## Article

My first contract with WIS was 5 years. My latest contract was one year in length. In both cases, both sides had to agree to terms. Some anchors choose longer contracts. Some choose for even shorter than one year. It’s a personal decision. Never was I told that a one year contract would pave the way for my exit. In fact, we agreed to come back together and discuss longer term options. If I entertained potential advancement within the company, never did management indicate or communicate that it would mean I would not be renewed. I have documented on multiple occasions my happiness with my co-anchors at WIS and my openness to calling Columbia my forever home. And, never in discussions did they indicate that my future at WIS was not an option. In fact, I got a very different response.

I truly appreciate the support from the community. It helps tremendously to keep me going in this short amount of time I have to find a new job. So, from where I sit today, I cannot afford to let vague comments, including those by others outside of the situation and not privy to the details, leave an impression that what happened was something that I did or it was just a parting of ways. That’s simply not true.

## Task 1
In the rows below, copy every line from the one containing "of the bare" through the final row, with the requests included. Multiply each point coordinate by 1.9 and round it to a whole number, rounding halves up.

## Data provided
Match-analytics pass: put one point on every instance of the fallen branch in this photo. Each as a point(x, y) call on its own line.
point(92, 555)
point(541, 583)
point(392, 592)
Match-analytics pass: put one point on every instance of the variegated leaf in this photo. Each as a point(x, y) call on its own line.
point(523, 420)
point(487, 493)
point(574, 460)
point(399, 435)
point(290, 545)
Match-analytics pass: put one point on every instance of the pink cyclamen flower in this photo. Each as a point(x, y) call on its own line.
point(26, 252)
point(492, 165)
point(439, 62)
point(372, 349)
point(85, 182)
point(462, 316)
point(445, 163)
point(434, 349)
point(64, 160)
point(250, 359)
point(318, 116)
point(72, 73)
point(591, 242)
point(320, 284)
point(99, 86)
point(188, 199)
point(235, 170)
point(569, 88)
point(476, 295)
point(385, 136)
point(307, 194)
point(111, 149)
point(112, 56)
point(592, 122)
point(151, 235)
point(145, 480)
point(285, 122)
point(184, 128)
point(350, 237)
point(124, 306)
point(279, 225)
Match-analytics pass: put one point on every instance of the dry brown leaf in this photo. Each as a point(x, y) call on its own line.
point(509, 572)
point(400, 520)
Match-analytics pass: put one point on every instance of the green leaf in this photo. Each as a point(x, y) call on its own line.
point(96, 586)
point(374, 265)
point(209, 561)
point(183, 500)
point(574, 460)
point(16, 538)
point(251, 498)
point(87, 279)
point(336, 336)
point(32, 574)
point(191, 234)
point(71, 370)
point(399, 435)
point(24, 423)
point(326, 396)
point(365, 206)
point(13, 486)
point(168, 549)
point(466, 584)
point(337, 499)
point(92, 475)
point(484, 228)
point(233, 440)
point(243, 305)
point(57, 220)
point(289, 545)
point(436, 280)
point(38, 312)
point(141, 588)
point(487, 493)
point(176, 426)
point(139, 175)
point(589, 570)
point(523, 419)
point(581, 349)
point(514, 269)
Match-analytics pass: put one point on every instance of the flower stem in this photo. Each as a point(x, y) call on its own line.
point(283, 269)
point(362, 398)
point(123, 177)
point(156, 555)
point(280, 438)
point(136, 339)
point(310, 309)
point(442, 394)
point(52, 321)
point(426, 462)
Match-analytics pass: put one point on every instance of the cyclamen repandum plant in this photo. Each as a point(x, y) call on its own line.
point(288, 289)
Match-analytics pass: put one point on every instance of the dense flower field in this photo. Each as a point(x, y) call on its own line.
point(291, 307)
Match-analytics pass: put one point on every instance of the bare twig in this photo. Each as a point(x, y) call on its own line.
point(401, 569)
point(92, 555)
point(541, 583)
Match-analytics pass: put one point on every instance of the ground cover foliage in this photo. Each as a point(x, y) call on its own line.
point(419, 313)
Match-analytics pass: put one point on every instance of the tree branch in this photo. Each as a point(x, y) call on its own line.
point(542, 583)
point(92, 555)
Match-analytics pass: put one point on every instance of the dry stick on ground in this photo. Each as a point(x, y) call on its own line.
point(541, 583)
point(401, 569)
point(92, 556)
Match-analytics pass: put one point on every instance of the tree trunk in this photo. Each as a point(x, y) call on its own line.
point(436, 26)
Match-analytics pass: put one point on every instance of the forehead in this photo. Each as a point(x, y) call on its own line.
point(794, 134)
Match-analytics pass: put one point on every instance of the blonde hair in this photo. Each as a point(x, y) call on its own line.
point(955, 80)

## Task 2
Output the statement about the WIS contract again, word for word.

## Exercise answer 1
Match-analytics pass: put one point on every instance of the bare twig in this photo. Each as a point(x, y) call on its own line.
point(762, 1081)
point(175, 1055)
point(1028, 1108)
Match-analytics pass: put one point on every instance of the ground cover foliage in this photo. Each as a point(x, y) call on its own line.
point(796, 595)
Match-analytics pass: put one point on every instance of the tree branch in this photo. Each as a point(x, y) call on its own line.
point(1030, 1108)
point(175, 1055)
Match-analytics pass: put one point on every instance of the dry stick on ground in this photo. Each as a point(x, y) call on its own line.
point(1028, 1108)
point(762, 1081)
point(175, 1056)
Match-analytics pass: put one point on every instance of the tree trunk in this photo. Each as a point(x, y) call on its own line.
point(828, 49)
Match-analytics pass: put one point on every instance of the forehead in this photo. Each as a point(x, y) call on its own line.
point(1509, 255)
Match-analytics pass: put one point on every instance of the blonde hair in this photo. Each as a point(x, y) call on its own line.
point(1815, 152)

## Exercise answer 2
My first contract with WIS was 5 years. My latest contract was one year in length. In both cases, both sides had to agree to terms. Some anchors choose longer contracts. Some choose for even shorter than one year. It’s a personal decision. Never was I told that a one year contract would pave the way for my exit. In fact, we agreed to come back together and discuss longer term options. If I entertained potential advancement within the company, never did management indicate or communicate that it would mean I would not be renewed. I have documented on multiple occasions my happiness with my co-anchors at WIS and my openness to calling Columbia my forever home. And, never in discussions did they indicate that my future at WIS was not an option. In fact, I got a very different response.

I truly appreciate the support from the community. It helps tremendously to keep me going in this short amount of time I have to find a new job. So, from where I sit today, I cannot afford to let vague comments, including those by others outside of the situation and not privy to the details, leave an impression that what happened was something that I did or it was just a parting of ways. That’s simply not true.